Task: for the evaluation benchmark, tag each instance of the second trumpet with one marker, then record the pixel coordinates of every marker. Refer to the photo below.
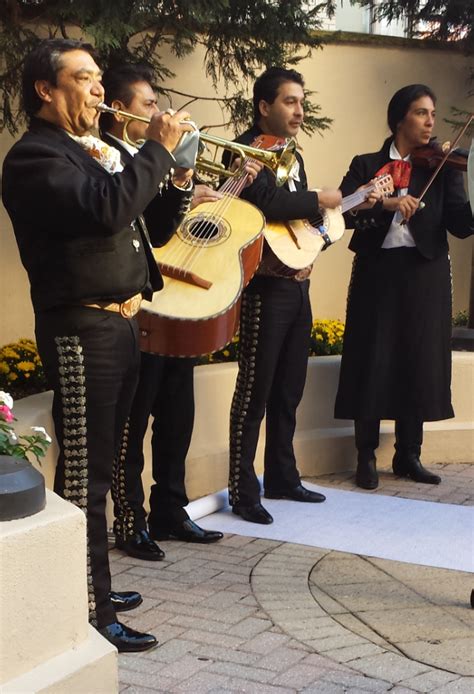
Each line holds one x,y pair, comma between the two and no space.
279,160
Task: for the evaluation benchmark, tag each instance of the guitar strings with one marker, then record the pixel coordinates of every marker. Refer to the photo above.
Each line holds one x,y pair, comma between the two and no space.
184,257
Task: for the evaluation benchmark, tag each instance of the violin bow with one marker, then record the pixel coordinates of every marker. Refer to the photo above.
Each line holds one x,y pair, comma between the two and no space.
442,162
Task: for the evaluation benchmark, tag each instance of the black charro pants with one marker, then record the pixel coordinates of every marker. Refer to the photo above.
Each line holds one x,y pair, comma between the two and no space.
91,360
166,392
275,328
408,436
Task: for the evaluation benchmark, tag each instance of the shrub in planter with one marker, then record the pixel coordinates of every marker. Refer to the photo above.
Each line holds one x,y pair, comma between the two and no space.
21,371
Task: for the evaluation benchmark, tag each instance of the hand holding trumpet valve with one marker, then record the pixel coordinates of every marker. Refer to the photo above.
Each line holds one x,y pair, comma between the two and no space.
167,128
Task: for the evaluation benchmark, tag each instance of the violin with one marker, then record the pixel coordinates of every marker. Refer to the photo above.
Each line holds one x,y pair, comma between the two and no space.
442,160
429,156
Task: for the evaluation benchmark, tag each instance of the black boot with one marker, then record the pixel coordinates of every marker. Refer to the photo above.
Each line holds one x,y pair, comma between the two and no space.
366,474
409,465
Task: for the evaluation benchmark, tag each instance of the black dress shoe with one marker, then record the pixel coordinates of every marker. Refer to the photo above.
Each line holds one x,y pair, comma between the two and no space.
141,546
127,640
187,531
366,474
409,465
255,513
298,493
123,602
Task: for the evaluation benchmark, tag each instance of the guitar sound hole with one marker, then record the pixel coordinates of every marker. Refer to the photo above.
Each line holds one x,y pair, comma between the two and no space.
203,230
317,220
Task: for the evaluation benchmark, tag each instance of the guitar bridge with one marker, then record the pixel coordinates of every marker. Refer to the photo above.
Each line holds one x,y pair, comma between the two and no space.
177,273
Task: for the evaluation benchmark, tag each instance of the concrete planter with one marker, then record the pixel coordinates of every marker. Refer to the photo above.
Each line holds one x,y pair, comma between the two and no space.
322,443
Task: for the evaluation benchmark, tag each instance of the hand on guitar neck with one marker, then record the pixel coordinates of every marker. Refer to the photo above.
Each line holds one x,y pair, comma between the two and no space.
329,197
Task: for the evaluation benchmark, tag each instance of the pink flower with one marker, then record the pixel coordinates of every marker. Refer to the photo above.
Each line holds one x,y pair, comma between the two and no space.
6,414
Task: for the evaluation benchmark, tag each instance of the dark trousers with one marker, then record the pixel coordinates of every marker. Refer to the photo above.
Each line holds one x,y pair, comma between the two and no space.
275,327
91,360
408,436
166,392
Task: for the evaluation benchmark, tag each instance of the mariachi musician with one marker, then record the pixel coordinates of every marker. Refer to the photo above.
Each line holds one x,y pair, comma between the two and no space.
275,322
165,389
396,361
76,217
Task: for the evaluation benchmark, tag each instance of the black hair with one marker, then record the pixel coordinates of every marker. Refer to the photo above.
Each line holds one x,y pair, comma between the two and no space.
400,103
267,85
118,84
44,63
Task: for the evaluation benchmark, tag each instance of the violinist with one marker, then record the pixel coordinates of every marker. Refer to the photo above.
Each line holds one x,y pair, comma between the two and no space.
396,361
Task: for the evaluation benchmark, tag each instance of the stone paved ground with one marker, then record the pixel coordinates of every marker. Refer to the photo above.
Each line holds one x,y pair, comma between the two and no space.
261,616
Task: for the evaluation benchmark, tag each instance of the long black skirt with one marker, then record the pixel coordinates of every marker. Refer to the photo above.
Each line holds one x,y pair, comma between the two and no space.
396,359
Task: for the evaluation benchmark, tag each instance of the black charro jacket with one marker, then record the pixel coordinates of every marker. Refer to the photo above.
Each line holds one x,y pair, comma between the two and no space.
75,224
165,212
446,208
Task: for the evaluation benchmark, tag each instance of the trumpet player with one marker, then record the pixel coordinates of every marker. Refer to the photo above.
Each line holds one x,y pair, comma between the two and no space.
165,389
76,214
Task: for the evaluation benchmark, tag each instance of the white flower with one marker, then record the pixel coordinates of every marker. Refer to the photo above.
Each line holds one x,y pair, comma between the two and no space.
7,399
42,431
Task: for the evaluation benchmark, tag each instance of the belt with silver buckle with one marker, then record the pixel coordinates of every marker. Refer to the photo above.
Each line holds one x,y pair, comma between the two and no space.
127,309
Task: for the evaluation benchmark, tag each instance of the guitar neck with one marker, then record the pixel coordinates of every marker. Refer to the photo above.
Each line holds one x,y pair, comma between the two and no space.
356,198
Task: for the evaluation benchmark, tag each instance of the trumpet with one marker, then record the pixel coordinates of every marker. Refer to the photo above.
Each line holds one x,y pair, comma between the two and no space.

┄┄┄┄┄┄

## Description of the task
Give back exactly the lines from the line containing "of the stone" to the end of the entries, and no other lines.

## Correct response
Task: for the evaluation benchmark, tag each instance of the stone paved ground with one marker, then record the pixel coordinates of every marker. Refer to the photo above.
Each line holds one x,y pair, comma between the two and no space.
261,616
Task: for the evaluation benchmark, tag each instance of the long black skirt with one marker, then record the pixel coordinates of every marker. Refer to the photo above.
Each line holds one x,y pair, comma between the two and no space.
396,359
Task: for the evaluation benchmark, tag each instance of the black charro jacket with one marker, then record the pixel coordinates of every marker. Refer to the photo above.
Each line holds one x,y pair, comma between the two and no space.
75,224
165,212
446,208
Task: for the evaluation benchmark, tag each instance of the trumpet player with one marker, then record the pixel coordinates of every marker. Refer to the photo above.
Each line holds one x,y pair, comma between the two and no space.
165,389
76,214
Task: for the evaluation benchmark, tag each instance of the white flower with one marker, then record the pixel coordinates of every marker. Refer to the photo above.
Each line holds one x,y pair, comma between the two and no space.
7,399
42,431
Task: for the evaluation benchmark, tag each instance of the belt with silver buckle with one marker, then record the pixel coordinates of every marker. Refer to the photo above.
Each line holds one x,y pair, comma between the two and no space.
127,309
Task: for the evaluation benchmark, tag each instance of the guitar neck with one marker, then record the pixel coordinates of every marker. Refer to the photo above.
Each line holds one x,y pair, comma between the two and no space.
356,198
Task: for the evaluation benchmark, tag each instance of the trumpet with one marker, then record the pixel coordinates of every marker. Refer to the photo above.
Each line holds one x,y pair, comma between the two and no space.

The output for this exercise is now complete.